[[ Records to process, beginning ]]

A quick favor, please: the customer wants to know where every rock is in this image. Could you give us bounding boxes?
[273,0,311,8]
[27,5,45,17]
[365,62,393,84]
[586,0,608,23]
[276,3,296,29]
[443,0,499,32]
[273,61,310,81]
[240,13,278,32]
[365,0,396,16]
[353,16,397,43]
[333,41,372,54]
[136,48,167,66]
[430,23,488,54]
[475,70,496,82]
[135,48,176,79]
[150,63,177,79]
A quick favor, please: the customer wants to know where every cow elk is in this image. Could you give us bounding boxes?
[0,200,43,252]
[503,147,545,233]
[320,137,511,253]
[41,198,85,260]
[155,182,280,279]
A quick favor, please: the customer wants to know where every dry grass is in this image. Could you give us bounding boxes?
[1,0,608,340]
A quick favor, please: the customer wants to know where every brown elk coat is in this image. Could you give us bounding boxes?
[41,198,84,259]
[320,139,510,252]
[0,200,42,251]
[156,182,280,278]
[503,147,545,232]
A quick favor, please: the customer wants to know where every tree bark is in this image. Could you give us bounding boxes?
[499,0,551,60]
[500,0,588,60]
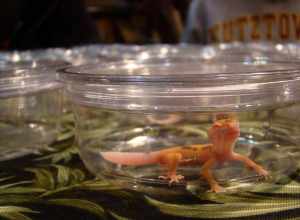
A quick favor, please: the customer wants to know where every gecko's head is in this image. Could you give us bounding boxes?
[208,117,240,144]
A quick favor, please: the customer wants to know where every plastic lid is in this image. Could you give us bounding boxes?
[0,59,67,71]
[0,49,92,66]
[60,59,300,112]
[199,43,294,61]
[0,60,68,98]
[85,44,202,61]
[81,43,291,64]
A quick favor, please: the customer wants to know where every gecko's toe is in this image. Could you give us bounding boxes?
[260,169,269,177]
[158,175,168,180]
[257,168,269,179]
[177,175,185,181]
[159,174,185,185]
[168,175,185,185]
[210,184,225,193]
[260,173,271,181]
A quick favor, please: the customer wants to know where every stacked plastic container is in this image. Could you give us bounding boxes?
[0,60,68,160]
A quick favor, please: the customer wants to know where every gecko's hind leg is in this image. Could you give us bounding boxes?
[158,153,184,185]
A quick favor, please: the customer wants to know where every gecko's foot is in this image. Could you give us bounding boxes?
[247,164,270,180]
[159,174,185,185]
[256,168,270,180]
[210,184,225,193]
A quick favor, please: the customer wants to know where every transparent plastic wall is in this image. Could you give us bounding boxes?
[0,61,65,160]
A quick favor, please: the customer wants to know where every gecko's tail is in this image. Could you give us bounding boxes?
[100,151,160,166]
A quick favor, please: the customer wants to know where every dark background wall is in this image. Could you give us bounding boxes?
[0,0,191,50]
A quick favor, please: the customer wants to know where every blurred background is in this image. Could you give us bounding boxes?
[0,0,191,50]
[2,0,300,50]
[85,0,190,44]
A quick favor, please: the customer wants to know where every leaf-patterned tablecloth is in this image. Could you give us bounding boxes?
[1,124,300,220]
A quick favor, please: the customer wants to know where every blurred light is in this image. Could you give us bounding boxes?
[124,62,139,74]
[160,47,169,55]
[276,44,284,51]
[139,52,150,61]
[65,49,72,56]
[11,53,21,62]
[32,61,37,68]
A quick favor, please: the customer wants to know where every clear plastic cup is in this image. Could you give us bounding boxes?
[0,60,67,160]
[60,59,300,194]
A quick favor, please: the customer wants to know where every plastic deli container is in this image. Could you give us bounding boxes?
[0,60,67,160]
[60,59,300,193]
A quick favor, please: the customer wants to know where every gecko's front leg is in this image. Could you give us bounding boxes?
[158,153,185,184]
[201,158,224,192]
[231,153,269,177]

[[ Records to process, end ]]

In copying the material, drop all pictures and keep everything else identical.

* _Output_:
A quick favor, please: the customer wants to know where every rock is in this image. Could you give us bounding boxes?
[273,0,311,8]
[27,5,45,17]
[365,62,393,84]
[586,0,608,23]
[276,3,296,29]
[443,0,499,32]
[273,61,310,81]
[240,13,278,32]
[365,0,396,16]
[353,16,397,43]
[333,41,372,54]
[136,48,167,66]
[430,23,488,54]
[475,70,496,82]
[135,48,176,79]
[150,63,177,79]
A quick favor, please: the customer wants to know where every cow elk is in this image. Could you give us bounding boxes?
[0,200,43,252]
[503,147,545,233]
[320,137,511,253]
[41,198,85,260]
[155,182,280,279]
A quick favor, please: the customer wants to know where every dry grass is in this image. Could you give us bounding boxes?
[1,0,608,340]
A quick favor, please: the customer wants to know where every brown elk coat is in this image. Could you give us bounding boxes?
[41,198,84,259]
[320,139,510,252]
[0,200,42,251]
[156,182,280,278]
[503,147,545,232]
A quick favor, please: the customer wants to know where every tree bark is in this image. Could you give us bounding boxes?
[499,0,551,60]
[500,0,588,60]
A quick favor, please: the customer wants to know where every gecko's head is in this image. Could you give us bounding boxes?
[208,117,240,144]
A quick favor, please: the customer wants to know where every plastic lid is in this image. Could you give us bounding boxes?
[0,59,67,71]
[0,49,92,66]
[60,59,300,112]
[199,43,294,61]
[0,60,68,98]
[85,44,202,61]
[81,43,291,64]
A quick favor, please: the customer wants to know where every gecko's toe is in this image. Could you give us bounding boxes?
[260,169,269,177]
[158,175,168,180]
[257,168,269,179]
[177,175,185,181]
[159,174,185,185]
[168,175,185,185]
[210,184,225,193]
[260,173,271,181]
A quick favor, please: the customer wants to know where every stacked plastic container is in this image. Could you give us bounding boxes?
[0,60,68,160]
A quick favor, please: the customer wants to know where every gecko's hind leg is in this image. Could you give us bounding boxes?
[158,153,184,185]
A quick favor, please: the customer wants to know where every gecko's foot is in this image. Could you give us bounding boxes?
[247,164,270,180]
[159,174,185,185]
[256,168,270,180]
[210,184,225,193]
A quick favor, please: the customer wants to know where every transparent plastic wall is in this image. Could you give us bounding boxes?
[0,61,65,160]
A quick favor, please: the customer wants to know where every gecko's tail is in this image. Could you give us bounding boxes?
[100,151,160,166]
A quick favor, please: the customer wants to know where every dark background wall is in this image. Could you give us bounding boxes?
[0,0,191,50]
A quick favor, please: the customer wants to know where every blurred background is in this image. Could you give us bounding boxes?
[0,0,191,50]
[2,0,300,50]
[85,0,190,44]
A quick favor, please: the customer wants to know where every leaf-patterned tablecloth is in this image. Could you give us bounding boxes?
[1,124,300,220]
A quick favor, please: the customer wants to know where every blurred light is in this image. Could you give us bounding boxes?
[124,62,139,74]
[160,47,169,55]
[276,44,284,51]
[139,52,150,61]
[65,49,72,56]
[11,53,21,62]
[32,61,37,68]
A quick favor, please: the customer wants to know where every clear plastic cup is in this image. Could you give us bounding boxes?
[0,60,67,160]
[60,59,300,194]
A quick favor, please: the customer wants to know where every plastic deli container is in this image. Could you give us bounding boxes?
[0,60,67,160]
[60,59,300,193]
A quick favor, please: the customer wants to know where every gecko's front leg is in this image. Could you give us bounding boxes?
[158,153,185,184]
[201,158,224,192]
[231,153,269,177]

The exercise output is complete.